>> start Data listing

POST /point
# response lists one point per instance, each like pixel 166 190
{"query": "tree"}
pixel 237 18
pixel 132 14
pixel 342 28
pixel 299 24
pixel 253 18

>> end Data listing

Work to do → Reproduce the data above line for line, with no changes.

Solution →
POST /point
# response lists one point per instance, each like pixel 166 190
{"query": "tree"}
pixel 237 18
pixel 132 14
pixel 342 28
pixel 299 24
pixel 253 18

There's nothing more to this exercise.